Exactly the lines from the opening of the records through the line containing "[segment] postmark" should be copied, with both included.
== The data
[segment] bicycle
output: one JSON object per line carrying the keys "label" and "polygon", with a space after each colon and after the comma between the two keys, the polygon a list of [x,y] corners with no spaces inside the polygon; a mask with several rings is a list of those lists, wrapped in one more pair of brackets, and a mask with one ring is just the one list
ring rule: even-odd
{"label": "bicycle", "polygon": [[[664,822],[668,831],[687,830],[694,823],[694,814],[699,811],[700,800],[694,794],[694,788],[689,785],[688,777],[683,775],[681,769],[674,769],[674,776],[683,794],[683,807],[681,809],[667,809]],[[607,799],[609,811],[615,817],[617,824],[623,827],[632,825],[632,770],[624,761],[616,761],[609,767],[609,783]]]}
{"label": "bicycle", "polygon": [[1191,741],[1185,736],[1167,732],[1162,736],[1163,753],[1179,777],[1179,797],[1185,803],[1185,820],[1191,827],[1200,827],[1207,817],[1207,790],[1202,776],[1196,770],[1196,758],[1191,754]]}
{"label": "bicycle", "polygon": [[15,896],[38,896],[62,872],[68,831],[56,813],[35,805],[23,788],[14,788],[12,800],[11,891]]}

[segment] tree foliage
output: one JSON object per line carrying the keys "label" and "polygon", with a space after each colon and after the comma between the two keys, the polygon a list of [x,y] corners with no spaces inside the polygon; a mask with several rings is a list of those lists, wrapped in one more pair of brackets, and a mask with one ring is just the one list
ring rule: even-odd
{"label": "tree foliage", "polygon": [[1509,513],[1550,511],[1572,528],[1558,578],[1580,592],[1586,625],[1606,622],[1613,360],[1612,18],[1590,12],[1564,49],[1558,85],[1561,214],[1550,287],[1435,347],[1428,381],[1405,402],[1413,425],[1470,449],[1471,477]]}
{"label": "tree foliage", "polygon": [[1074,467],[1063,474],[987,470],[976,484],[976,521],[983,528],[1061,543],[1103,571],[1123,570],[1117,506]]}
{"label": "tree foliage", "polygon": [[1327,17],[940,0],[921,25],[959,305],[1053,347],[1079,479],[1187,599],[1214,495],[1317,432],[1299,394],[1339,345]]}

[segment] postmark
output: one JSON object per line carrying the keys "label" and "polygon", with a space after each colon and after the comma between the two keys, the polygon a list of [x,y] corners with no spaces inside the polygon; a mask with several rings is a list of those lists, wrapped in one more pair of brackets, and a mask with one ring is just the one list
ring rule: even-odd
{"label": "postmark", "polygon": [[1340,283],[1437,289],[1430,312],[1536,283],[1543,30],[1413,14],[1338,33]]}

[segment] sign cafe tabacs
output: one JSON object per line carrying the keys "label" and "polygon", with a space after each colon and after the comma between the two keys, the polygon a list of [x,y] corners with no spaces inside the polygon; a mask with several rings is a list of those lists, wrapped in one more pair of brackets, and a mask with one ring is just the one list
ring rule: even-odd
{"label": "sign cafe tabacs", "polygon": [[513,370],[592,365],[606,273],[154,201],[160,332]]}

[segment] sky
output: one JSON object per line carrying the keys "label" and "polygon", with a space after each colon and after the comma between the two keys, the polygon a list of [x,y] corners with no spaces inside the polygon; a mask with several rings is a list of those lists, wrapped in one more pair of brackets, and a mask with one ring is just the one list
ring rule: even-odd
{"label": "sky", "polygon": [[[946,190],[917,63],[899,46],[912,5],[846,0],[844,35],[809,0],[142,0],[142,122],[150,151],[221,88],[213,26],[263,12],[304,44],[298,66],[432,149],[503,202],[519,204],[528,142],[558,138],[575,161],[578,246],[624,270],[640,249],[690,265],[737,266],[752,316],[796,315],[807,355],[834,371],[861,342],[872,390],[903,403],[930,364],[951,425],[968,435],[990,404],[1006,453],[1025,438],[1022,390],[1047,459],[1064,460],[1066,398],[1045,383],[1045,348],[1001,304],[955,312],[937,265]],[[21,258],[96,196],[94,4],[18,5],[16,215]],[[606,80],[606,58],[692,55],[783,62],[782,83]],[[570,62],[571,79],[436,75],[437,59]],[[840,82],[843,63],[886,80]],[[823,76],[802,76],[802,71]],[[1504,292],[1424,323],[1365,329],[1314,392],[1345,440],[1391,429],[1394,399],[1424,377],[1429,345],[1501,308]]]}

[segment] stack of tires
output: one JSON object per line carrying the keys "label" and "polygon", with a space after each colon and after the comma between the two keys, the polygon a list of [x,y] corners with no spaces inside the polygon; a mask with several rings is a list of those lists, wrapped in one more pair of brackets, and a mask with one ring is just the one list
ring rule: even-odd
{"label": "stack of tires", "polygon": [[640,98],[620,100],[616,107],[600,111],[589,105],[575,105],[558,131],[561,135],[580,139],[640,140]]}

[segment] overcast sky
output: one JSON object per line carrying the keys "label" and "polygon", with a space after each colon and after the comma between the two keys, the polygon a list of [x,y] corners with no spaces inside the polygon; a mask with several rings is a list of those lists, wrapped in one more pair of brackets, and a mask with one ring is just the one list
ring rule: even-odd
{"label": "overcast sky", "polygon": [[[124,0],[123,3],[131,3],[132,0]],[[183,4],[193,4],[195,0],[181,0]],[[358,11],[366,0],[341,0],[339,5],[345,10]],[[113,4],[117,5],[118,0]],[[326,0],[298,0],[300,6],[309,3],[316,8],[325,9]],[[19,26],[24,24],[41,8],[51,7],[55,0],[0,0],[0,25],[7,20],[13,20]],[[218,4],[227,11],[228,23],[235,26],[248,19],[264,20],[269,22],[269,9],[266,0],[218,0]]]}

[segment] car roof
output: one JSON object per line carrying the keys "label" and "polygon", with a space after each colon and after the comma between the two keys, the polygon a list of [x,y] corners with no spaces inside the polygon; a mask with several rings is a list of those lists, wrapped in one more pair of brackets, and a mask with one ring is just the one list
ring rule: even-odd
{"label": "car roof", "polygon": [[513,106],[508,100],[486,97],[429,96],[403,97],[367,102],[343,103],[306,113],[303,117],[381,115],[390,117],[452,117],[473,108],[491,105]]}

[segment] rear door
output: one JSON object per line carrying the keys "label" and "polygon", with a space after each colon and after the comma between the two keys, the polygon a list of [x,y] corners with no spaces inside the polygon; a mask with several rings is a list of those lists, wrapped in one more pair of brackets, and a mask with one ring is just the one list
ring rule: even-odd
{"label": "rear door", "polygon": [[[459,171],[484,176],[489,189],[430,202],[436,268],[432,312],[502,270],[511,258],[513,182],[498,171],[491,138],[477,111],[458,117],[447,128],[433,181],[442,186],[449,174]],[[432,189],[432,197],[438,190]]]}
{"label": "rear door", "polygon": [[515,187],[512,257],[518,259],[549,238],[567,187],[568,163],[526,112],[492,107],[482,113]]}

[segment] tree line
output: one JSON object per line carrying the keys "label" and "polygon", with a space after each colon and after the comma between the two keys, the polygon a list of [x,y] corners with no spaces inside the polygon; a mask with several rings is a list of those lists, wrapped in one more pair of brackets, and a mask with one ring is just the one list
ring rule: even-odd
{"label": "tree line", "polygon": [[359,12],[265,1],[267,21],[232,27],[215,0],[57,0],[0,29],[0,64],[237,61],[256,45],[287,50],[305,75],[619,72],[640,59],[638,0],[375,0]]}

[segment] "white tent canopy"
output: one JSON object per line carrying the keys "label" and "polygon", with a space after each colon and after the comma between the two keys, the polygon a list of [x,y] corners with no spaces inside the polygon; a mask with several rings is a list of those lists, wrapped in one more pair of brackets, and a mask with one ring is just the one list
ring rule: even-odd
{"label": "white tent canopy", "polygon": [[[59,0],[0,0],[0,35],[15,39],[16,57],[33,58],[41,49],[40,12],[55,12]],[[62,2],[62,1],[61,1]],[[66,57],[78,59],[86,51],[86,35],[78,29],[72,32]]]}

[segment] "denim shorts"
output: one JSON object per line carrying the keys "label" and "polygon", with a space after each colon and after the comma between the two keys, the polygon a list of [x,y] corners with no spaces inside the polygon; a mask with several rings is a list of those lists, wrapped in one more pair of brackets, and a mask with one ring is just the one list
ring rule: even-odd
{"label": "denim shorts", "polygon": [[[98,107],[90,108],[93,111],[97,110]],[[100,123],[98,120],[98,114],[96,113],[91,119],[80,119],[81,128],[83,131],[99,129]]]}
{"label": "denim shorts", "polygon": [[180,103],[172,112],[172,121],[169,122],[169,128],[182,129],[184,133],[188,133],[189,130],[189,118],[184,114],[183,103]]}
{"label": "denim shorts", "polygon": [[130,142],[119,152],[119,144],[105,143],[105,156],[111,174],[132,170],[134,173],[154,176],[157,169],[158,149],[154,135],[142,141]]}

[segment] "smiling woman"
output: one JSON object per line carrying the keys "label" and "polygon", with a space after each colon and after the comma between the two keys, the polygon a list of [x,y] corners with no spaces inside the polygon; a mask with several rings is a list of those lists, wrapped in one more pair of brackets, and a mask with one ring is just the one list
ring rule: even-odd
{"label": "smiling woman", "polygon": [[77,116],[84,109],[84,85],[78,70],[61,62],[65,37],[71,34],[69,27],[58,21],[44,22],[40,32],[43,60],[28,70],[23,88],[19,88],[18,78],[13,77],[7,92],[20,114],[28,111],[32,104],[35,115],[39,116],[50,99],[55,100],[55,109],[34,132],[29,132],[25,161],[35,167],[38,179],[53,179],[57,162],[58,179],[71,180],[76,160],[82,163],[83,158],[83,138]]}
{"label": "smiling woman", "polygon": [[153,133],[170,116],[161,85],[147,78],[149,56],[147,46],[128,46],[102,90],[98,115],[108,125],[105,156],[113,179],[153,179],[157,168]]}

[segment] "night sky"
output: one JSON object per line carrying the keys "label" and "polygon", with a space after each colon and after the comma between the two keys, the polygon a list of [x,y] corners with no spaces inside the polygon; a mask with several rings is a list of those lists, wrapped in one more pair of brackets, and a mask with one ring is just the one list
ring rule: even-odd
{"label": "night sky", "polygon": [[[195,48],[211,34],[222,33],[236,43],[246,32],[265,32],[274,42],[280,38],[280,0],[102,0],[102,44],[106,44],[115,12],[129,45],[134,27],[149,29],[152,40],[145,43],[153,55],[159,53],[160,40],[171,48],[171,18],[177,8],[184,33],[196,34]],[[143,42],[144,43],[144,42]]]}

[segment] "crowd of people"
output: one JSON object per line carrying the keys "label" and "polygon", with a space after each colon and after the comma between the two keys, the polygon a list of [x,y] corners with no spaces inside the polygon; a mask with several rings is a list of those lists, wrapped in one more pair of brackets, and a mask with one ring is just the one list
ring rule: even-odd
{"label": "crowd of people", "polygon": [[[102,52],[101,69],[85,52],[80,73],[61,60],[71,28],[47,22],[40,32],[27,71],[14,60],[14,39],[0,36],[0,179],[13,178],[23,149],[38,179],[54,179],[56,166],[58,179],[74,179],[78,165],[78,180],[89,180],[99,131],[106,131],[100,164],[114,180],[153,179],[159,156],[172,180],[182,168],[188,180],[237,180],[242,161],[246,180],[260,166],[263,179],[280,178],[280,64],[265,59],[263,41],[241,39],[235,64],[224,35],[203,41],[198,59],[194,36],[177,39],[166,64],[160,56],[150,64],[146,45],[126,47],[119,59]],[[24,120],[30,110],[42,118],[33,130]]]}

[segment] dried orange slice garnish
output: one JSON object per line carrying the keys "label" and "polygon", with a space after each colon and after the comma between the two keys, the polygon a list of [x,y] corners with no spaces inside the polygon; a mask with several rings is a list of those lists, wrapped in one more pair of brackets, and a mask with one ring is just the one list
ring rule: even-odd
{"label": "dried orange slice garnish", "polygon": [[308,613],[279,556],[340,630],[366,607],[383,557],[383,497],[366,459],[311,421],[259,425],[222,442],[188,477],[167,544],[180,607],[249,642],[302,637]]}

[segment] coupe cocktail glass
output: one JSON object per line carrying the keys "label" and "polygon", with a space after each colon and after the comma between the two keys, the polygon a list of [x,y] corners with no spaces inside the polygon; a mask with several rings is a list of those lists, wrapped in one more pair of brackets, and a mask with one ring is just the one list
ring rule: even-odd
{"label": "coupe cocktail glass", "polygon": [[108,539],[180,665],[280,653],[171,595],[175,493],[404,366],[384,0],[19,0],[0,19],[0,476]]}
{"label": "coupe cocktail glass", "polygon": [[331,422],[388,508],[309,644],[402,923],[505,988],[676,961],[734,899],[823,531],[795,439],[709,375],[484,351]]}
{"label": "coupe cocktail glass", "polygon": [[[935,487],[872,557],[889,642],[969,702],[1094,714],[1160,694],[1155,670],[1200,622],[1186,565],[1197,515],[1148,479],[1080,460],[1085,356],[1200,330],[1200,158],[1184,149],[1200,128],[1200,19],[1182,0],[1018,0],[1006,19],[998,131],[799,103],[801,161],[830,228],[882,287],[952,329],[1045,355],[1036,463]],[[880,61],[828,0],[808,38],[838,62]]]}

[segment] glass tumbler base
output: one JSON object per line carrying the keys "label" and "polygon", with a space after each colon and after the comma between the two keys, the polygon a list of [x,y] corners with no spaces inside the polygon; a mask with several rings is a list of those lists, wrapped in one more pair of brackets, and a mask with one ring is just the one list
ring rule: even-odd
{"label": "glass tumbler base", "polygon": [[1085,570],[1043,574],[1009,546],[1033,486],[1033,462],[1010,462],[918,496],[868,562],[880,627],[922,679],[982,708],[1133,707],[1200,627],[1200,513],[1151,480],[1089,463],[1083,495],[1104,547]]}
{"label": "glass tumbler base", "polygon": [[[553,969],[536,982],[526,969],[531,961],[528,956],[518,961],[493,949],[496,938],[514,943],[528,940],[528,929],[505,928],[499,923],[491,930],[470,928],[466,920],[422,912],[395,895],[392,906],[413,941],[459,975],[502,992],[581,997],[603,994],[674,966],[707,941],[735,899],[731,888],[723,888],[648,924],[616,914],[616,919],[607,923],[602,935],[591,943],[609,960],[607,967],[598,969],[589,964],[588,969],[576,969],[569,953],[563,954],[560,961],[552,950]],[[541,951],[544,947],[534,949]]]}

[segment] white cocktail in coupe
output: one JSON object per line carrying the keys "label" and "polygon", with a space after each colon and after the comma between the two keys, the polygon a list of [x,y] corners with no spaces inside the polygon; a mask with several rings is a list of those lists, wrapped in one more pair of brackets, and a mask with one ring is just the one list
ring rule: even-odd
====
## Exercise result
[segment] bicycle
output: one JSON object per line carrying the keys "label" and "polygon", with a space after each colon and after the comma between the two keys, the polygon a list of [x,y] corners with no spaces inside the polygon; a mask with several rings is a list of those lists, wrapped in one more pair of brackets, and a mask with one ring is just the one list
ring rule: even-odd
{"label": "bicycle", "polygon": [[[664,822],[668,831],[687,830],[694,823],[694,814],[699,811],[700,800],[694,794],[694,788],[689,785],[688,777],[683,775],[681,769],[674,769],[674,776],[683,794],[683,807],[681,809],[667,809]],[[607,799],[609,811],[615,817],[617,824],[623,827],[632,825],[632,770],[624,761],[616,761],[609,767],[609,783]]]}
{"label": "bicycle", "polygon": [[1191,741],[1185,736],[1167,732],[1162,736],[1163,753],[1179,777],[1179,797],[1185,803],[1185,820],[1191,827],[1200,827],[1207,817],[1207,790],[1202,776],[1196,770],[1196,758],[1191,754]]}
{"label": "bicycle", "polygon": [[15,896],[38,896],[62,872],[68,831],[56,813],[35,805],[23,788],[14,788],[12,800],[11,891]]}

[segment] tree foliage
output: one JSON object per line carrying the keys "label" and "polygon", with a space after each colon and after the comma between the two keys, the polygon a list of [x,y] corners with no spaces inside the polygon; a mask with several rings is a list of those lists, wrapped in one more pair of brackets, and a mask with one ring is just the one list
ring rule: even-odd
{"label": "tree foliage", "polygon": [[1509,513],[1550,511],[1572,528],[1558,578],[1580,592],[1586,625],[1606,622],[1613,360],[1612,18],[1590,12],[1564,49],[1558,85],[1561,214],[1550,287],[1435,347],[1428,381],[1405,402],[1413,425],[1470,449],[1471,477]]}
{"label": "tree foliage", "polygon": [[1074,467],[1063,474],[987,470],[976,484],[976,521],[983,528],[1061,543],[1103,571],[1123,570],[1117,506]]}
{"label": "tree foliage", "polygon": [[1327,17],[940,0],[921,25],[959,305],[1053,347],[1079,479],[1187,599],[1214,495],[1317,432],[1299,394],[1339,345]]}

[segment] postmark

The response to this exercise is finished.